• _Provided records_
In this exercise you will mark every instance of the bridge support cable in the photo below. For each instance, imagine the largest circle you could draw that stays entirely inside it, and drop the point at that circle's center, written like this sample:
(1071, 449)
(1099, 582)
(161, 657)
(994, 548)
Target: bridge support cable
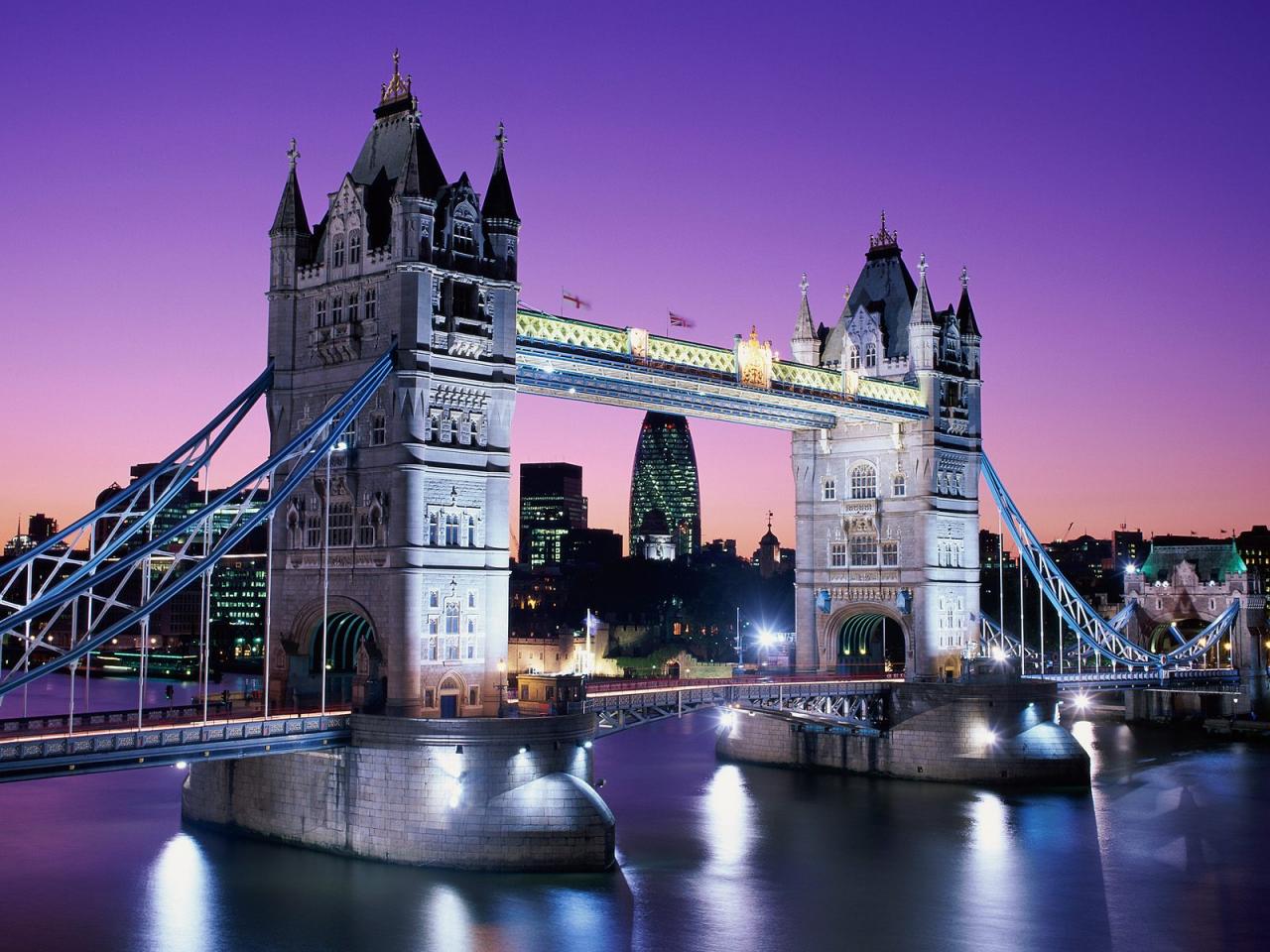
(1088, 626)
(223, 522)
(132, 509)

• _Work order_
From the first line to the last, copy the records exactly and skip the pictures.

• _Exercise answer_
In this exercise you will mark every instance of the bridge support cable in the photo below. For each instance, imagine the largest circle you could draw that stays entirely inside it, and drop the point at that circle's center, written like this sample:
(1071, 449)
(1099, 582)
(161, 657)
(994, 548)
Target: bridge support cable
(1088, 626)
(223, 522)
(132, 509)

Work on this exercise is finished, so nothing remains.